+++ READING PASSAGE

9. Financial Database Schema & Query Optimization
Difficulty Level: High
Role: Data Engineer / Software Engineer (SDE-2)
Source: GeeksforGeeks Interview Experience, Flipkart Data Engineering
Topic: Database Design & Query Optimization
Interview Round: System Design (Design Round, 60 min)
Engineering Domain: Data Engineering / Backend Engineering
Question: “Design a financial database system for managing transactions, orders, and financial reconciliation with optimized query performance. Design challenges: Schema Design (create normalized data models for financial transactions), Partition Keys (choose appropriate keys for horizontal partitioning), Query Optimization (write efficient queries on large financial datasets), ACID Compliance (ensure transaction integrity), Indexing Strategy (optimize for read-heavy financial queries).”
Answer Framework
STAR Method Structure:
- Situation: Financial system requiring ACID guarantees, audit trails, and fast query performance on billions of transactions
- Task: Design normalized schema with proper partitioning, indexing, and query optimization for financial workloads
- Action: Implement 3NF schema, partition by date, create composite indexes, use materialized views for aggregations
- Result: <500ms p95 query latency on 1B+ transactions, zero data loss via ACID compliance, audit trail for compliance
Key Competencies Evaluated:
- Database Design: Normalization (3NF), entity relationships, foreign keys
- Partitioning Strategy: Time-based partitioning, partition pruning
- Query Optimization: Index selection, query rewriting, execution plan analysis
- ACID Compliance: Transaction isolation, consistency guarantees
Financial Database Schema
-- Orders Table (Partitioned by order_date)

++++++
+++ SUPPLIED ENTRIES

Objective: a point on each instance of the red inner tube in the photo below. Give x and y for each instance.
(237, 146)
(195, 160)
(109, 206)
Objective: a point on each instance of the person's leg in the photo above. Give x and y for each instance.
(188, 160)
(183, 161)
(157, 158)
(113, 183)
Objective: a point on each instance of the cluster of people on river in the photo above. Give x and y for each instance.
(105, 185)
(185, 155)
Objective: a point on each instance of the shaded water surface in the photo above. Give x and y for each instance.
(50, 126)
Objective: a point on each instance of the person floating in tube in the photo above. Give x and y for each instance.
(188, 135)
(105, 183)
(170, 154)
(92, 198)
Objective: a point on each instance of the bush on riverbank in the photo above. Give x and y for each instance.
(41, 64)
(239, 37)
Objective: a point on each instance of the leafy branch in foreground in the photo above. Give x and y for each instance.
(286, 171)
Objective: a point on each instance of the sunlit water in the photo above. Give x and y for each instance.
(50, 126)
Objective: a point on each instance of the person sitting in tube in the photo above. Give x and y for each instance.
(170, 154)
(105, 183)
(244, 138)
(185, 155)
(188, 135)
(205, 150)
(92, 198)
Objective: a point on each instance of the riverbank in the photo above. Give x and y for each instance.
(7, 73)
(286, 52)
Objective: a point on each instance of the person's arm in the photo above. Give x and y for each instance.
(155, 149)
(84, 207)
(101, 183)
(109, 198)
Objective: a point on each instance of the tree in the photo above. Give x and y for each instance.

++++++

* _WHAT NEEDS TO BE DONE_: Name every design challenge that the financial database interview write-up's question lists.

* _EXPECTED ANSWER_: Schema Design, Partition Keys, Query Optimization, ACID Compliance, Indexing Strategy